PROVIDED DATA Start Marker

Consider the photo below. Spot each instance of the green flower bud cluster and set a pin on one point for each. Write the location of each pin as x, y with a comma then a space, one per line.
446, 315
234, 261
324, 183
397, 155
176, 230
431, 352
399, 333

PROVIDED DATA End Marker

__THE PROBLEM__
Retype every record without alteration.

__REPLY TO THE EXERCISE__
Consider the photo below. Spot each instance of the green flower bud cluster and set a pin on one point for each. Write the location of each pin as x, y with a comma then a space, one per line.
446, 315
234, 261
324, 183
397, 155
176, 230
431, 352
399, 333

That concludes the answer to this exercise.